• **Given request**:
Copy the rows below word for word, omitting the pictures.

——

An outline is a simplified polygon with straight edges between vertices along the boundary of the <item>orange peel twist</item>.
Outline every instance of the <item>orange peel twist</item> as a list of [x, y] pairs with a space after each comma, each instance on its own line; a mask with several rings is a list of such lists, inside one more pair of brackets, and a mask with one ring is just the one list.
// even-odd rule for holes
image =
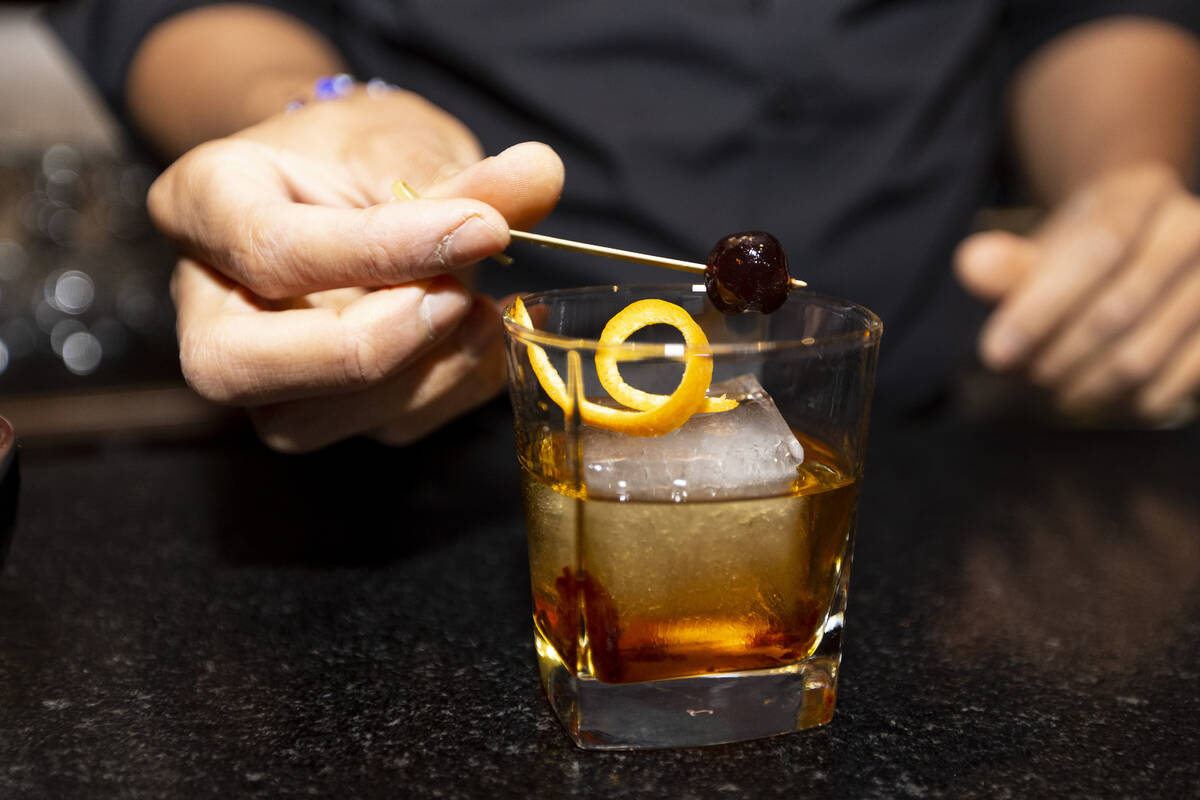
[[[512, 320], [533, 329], [529, 312], [520, 297], [512, 303]], [[635, 331], [658, 324], [671, 325], [683, 333], [689, 349], [683, 378], [670, 395], [643, 392], [625, 383], [617, 366], [617, 348], [612, 347], [622, 344]], [[600, 384], [614, 399], [636, 410], [611, 408], [581, 398], [580, 419], [586, 425], [635, 437], [658, 437], [680, 427], [698, 411], [727, 411], [737, 407], [737, 401], [706, 396], [713, 380], [713, 360], [706, 353], [708, 337], [696, 320], [674, 303], [665, 300], [638, 300], [630, 303], [605, 325], [600, 333], [600, 345], [595, 356]], [[570, 413], [575, 402], [562, 375], [550, 362], [550, 356], [536, 344], [528, 344], [526, 349], [542, 390], [559, 408]]]

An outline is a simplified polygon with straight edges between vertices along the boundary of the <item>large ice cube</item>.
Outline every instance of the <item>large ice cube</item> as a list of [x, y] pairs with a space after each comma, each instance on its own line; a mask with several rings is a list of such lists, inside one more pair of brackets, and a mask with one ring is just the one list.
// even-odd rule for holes
[[736, 499], [786, 494], [804, 447], [754, 375], [714, 384], [738, 407], [697, 414], [661, 437], [584, 428], [588, 495], [617, 500]]

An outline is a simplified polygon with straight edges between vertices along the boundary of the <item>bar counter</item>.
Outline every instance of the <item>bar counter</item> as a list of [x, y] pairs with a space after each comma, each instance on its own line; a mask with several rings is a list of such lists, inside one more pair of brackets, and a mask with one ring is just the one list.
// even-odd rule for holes
[[2, 798], [1200, 796], [1196, 427], [876, 425], [833, 722], [614, 753], [538, 685], [505, 403], [20, 459]]

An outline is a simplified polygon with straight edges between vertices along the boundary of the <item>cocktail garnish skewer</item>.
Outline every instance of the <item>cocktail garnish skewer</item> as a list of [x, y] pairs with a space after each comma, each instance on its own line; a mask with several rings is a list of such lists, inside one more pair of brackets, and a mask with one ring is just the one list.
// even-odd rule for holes
[[[413, 191], [408, 184], [403, 180], [397, 180], [391, 185], [391, 193], [400, 200], [415, 200], [419, 196]], [[545, 234], [533, 234], [528, 230], [509, 230], [509, 236], [516, 239], [517, 241], [528, 241], [535, 245], [541, 245], [542, 247], [557, 247], [558, 249], [569, 249], [576, 253], [588, 253], [592, 255], [602, 255], [605, 258], [616, 258], [623, 261], [632, 261], [635, 264], [649, 264], [650, 266], [665, 266], [668, 270], [678, 270], [680, 272], [691, 272], [692, 275], [704, 275], [707, 266], [697, 261], [680, 261], [676, 258], [662, 258], [661, 255], [649, 255], [647, 253], [635, 253], [629, 249], [618, 249], [616, 247], [604, 247], [602, 245], [588, 245], [586, 242], [571, 241], [570, 239], [558, 239], [557, 236], [546, 236]], [[504, 253], [497, 253], [494, 258], [502, 263], [511, 263], [511, 259]], [[788, 285], [792, 289], [803, 289], [809, 285], [804, 281], [797, 278], [790, 278]]]
[[[604, 255], [605, 258], [617, 258], [623, 261], [634, 261], [635, 264], [649, 264], [650, 266], [665, 266], [668, 270], [678, 270], [680, 272], [692, 272], [694, 275], [704, 275], [706, 265], [697, 261], [680, 261], [674, 258], [662, 258], [661, 255], [649, 255], [647, 253], [635, 253], [629, 249], [617, 249], [616, 247], [604, 247], [602, 245], [588, 245], [586, 242], [571, 241], [570, 239], [558, 239], [557, 236], [546, 236], [544, 234], [532, 234], [527, 230], [510, 230], [509, 235], [518, 241], [528, 241], [535, 245], [541, 245], [542, 247], [557, 247], [559, 249], [570, 249], [576, 253], [589, 253], [592, 255]], [[809, 285], [804, 281], [797, 278], [791, 278], [791, 287], [793, 289], [803, 289]]]

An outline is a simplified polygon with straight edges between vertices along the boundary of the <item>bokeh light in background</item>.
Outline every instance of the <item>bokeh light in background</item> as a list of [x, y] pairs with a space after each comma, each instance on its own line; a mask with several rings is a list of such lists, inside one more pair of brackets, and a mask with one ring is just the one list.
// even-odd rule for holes
[[0, 6], [0, 396], [178, 379], [155, 170], [41, 25]]

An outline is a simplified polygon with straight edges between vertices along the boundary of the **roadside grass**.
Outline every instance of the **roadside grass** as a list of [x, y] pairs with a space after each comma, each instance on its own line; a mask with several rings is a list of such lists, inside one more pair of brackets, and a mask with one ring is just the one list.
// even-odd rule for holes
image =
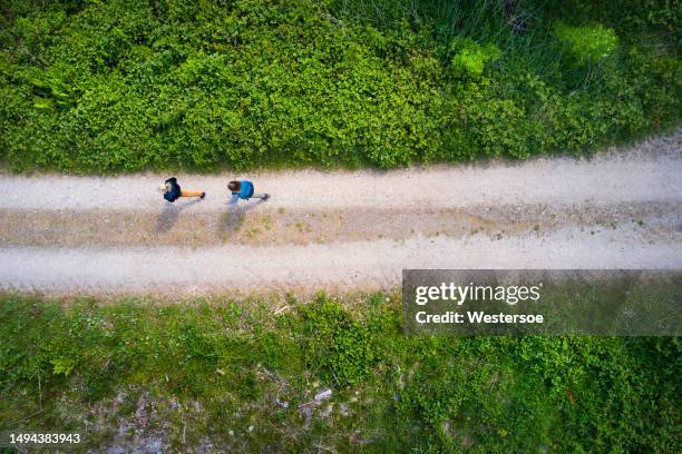
[[80, 432], [80, 451], [680, 445], [676, 337], [408, 337], [397, 294], [288, 304], [6, 295], [0, 427]]
[[626, 0], [0, 4], [13, 171], [394, 168], [680, 125], [680, 9]]

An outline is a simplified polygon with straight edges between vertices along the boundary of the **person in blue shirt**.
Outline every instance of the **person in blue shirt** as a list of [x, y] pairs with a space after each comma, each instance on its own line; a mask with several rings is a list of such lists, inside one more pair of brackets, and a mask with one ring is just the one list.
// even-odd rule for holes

——

• **Solution to the problem**:
An outline is a simplified polygon with straight edges between vertices along the boundary of the <item>orange peel twist</item>.
Outline every instance of the <item>orange peel twist</item> as a list of [x, y] pairs with a space after each comma, each instance on its own line; a mask with several rings is a list of such lists, inside one more pair of brackets, and a mask with one ring is just the one list.
// even-odd rule for holes
image =
[[[512, 320], [533, 329], [529, 312], [520, 297], [512, 303]], [[635, 331], [658, 324], [671, 325], [683, 333], [689, 349], [683, 378], [670, 395], [643, 392], [625, 383], [617, 366], [617, 348], [612, 347], [622, 344]], [[600, 384], [614, 399], [636, 410], [611, 408], [581, 398], [580, 419], [586, 425], [635, 437], [658, 437], [680, 427], [698, 411], [727, 411], [737, 407], [737, 401], [706, 396], [713, 380], [713, 360], [706, 353], [708, 337], [696, 320], [674, 303], [665, 300], [638, 300], [630, 303], [605, 325], [600, 333], [600, 345], [595, 356]], [[570, 413], [575, 402], [562, 375], [550, 362], [550, 356], [536, 344], [528, 344], [526, 349], [542, 390], [559, 408]]]

An outline is a simplified polygon with straight edges between vertices along the boundary of the <item>large ice cube</item>.
Outline every instance of the <item>large ice cube</item> as a list of [x, y] pairs with a space after each comma, each instance on its own line; a mask with several rings is a list of such lists, inside one more pair of brackets, and a mask with one ring is just the one list.
// even-odd rule for holes
[[736, 499], [786, 494], [804, 447], [754, 375], [714, 384], [738, 407], [697, 414], [661, 437], [584, 428], [588, 495], [617, 500]]

An outline is a simplified polygon with straight edges between vertices along the boundary of the <item>bar counter</item>.
Outline every instance of the <item>bar counter</item> as a list of [x, y] pairs with a space after each comma, each instance on its own line; a mask with several rings is a list of such lists, inside one more pair of brackets, and a mask with one ring is just the one list.
// even-odd rule for holes
[[2, 798], [1200, 796], [1196, 427], [876, 425], [833, 722], [614, 753], [538, 685], [505, 403], [20, 459]]

An outline is a simplified polygon with straight edges between vertices along the boundary of the <item>cocktail garnish skewer</item>.
Outline every instance of the <item>cocktail garnish skewer</item> as a list of [x, y] pairs with a space after each comma, each instance on its own line; a mask with several rings is a list of such lists, inside one more pair of brackets, and a mask with one ring is just the one list.
// even-odd rule for holes
[[[413, 191], [408, 184], [403, 180], [397, 180], [391, 185], [391, 193], [400, 200], [415, 200], [419, 196]], [[545, 234], [533, 234], [528, 230], [509, 230], [509, 236], [516, 239], [517, 241], [528, 241], [535, 245], [541, 245], [542, 247], [557, 247], [558, 249], [569, 249], [576, 253], [588, 253], [592, 255], [602, 255], [605, 258], [616, 258], [623, 261], [632, 261], [635, 264], [649, 264], [650, 266], [665, 266], [668, 270], [678, 270], [680, 272], [691, 272], [692, 275], [704, 275], [707, 266], [697, 261], [680, 261], [676, 258], [662, 258], [661, 255], [649, 255], [647, 253], [635, 253], [629, 249], [618, 249], [616, 247], [604, 247], [602, 245], [588, 245], [586, 242], [571, 241], [570, 239], [558, 239], [557, 236], [546, 236]], [[504, 253], [497, 253], [494, 258], [502, 263], [511, 263], [511, 259]], [[788, 285], [792, 289], [803, 289], [809, 285], [804, 281], [797, 278], [790, 278]]]
[[[604, 255], [605, 258], [617, 258], [623, 261], [634, 261], [635, 264], [649, 264], [650, 266], [665, 266], [668, 270], [678, 270], [680, 272], [692, 272], [694, 275], [704, 275], [706, 265], [697, 261], [680, 261], [674, 258], [662, 258], [661, 255], [649, 255], [647, 253], [635, 253], [629, 249], [617, 249], [616, 247], [604, 247], [602, 245], [588, 245], [586, 242], [571, 241], [570, 239], [558, 239], [557, 236], [546, 236], [544, 234], [532, 234], [527, 230], [510, 230], [509, 235], [518, 241], [528, 241], [535, 245], [541, 245], [542, 247], [557, 247], [559, 249], [570, 249], [576, 253], [589, 253], [592, 255]], [[809, 285], [804, 281], [797, 278], [791, 278], [791, 287], [793, 289], [803, 289]]]

An outline is a simplified polygon with straight edges between vertices along the boundary of the <item>bokeh light in background</item>.
Outline every instance of the <item>bokeh light in background</item> as a list of [x, y] pairs with a space after each comma, each instance on its own line; a mask with several rings is a list of such lists, inside one more pair of brackets, and a mask with one ring is just the one list.
// even-odd rule for holes
[[0, 6], [0, 396], [178, 379], [155, 170], [41, 25]]

An outline is a simplified polygon with straight edges between vertices along the boundary of the **roadside grass**.
Outline every instance of the **roadside grass** as a list of [x, y] pairs with a space after each comma, each instance on its own line; a mask with several rings is a list of such lists, inside one more pair of brackets, and a mask with one ring is just the one list.
// even-odd rule for holes
image =
[[80, 432], [80, 451], [680, 445], [676, 337], [408, 337], [397, 294], [288, 304], [6, 295], [0, 427]]
[[626, 0], [0, 4], [13, 171], [394, 168], [680, 125], [680, 9]]

An outline is a simplified polygon with straight edges between vertices along the boundary of the **person in blue shirt**.
Outline every instance of the **person in blue shirt** as a list of [x, y] pairs with a space after each comma, each instance on its own line; a mask with several rings is a list of such lists, inside one more pair of brackets, and a mask with one ring is just the one list.
// even-odd rule for holes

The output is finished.